* Your task: Replace "set one pin" with "place a single marker" in the lines of the material from the one containing "the ibex head" through the end of the material, inclusive, and reproduce those lines with no other change.

* Data for the task:
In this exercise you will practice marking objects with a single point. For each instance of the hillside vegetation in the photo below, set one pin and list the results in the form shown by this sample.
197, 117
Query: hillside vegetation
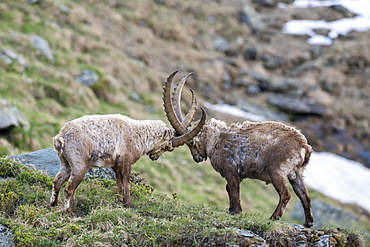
156, 219
130, 47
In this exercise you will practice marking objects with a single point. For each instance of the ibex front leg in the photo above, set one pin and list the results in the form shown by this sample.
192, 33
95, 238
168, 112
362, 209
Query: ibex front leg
77, 174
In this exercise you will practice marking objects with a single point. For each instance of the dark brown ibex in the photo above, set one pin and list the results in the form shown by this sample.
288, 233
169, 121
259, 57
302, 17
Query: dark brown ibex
267, 151
110, 141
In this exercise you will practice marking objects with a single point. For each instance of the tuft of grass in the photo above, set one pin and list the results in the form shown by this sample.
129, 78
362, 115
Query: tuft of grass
102, 220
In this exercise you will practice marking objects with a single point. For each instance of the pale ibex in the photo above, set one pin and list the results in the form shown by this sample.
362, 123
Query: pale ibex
267, 151
110, 141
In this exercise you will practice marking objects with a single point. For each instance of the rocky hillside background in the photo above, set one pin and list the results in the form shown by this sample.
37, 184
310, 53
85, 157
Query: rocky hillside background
63, 59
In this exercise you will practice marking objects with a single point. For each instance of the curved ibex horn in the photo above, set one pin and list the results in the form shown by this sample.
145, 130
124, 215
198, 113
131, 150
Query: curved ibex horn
181, 140
168, 107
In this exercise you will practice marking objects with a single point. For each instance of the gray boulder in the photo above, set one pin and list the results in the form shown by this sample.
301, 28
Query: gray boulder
47, 160
44, 160
42, 45
11, 117
10, 57
268, 114
88, 77
296, 105
251, 17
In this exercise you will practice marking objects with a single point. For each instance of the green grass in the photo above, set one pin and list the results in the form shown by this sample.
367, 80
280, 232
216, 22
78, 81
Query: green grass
101, 219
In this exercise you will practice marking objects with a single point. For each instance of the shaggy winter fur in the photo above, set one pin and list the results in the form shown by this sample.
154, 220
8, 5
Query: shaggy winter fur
106, 141
267, 151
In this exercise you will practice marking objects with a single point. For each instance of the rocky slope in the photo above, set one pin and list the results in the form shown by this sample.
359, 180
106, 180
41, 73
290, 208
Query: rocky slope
60, 60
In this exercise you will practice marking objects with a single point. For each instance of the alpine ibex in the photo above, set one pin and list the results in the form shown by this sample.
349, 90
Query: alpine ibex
267, 151
113, 141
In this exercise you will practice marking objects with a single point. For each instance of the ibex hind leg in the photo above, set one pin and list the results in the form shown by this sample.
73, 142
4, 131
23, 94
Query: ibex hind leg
122, 172
301, 191
280, 183
61, 177
233, 190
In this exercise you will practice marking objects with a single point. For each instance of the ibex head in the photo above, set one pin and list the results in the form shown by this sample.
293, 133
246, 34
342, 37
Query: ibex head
180, 124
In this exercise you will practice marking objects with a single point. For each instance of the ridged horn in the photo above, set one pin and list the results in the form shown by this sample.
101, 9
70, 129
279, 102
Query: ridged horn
184, 138
176, 97
168, 107
189, 117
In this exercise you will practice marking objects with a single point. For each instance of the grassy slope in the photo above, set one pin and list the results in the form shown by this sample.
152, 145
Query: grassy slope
133, 47
155, 220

* Solution to the problem:
In this exercise you will practice marking objects with a single point. For each instance of the ibex head in the photo above, place a single marker and list the results in the form shown by this sample.
293, 133
246, 34
342, 37
Query: ibex head
180, 124
In this exercise you will practice marking objects with a single point. For each instance of the ridged horn in the photo above, place a single marker and list the results in the form shown by this sample.
101, 9
70, 129
279, 102
Query: ridged horn
184, 138
176, 97
168, 107
189, 117
In this exercise you will practice marking objects with a single point. For each instance of the grassy slope in the photo above, place a single marker and list the results in the form shown by this sample.
152, 145
Query: grassy slope
133, 47
155, 220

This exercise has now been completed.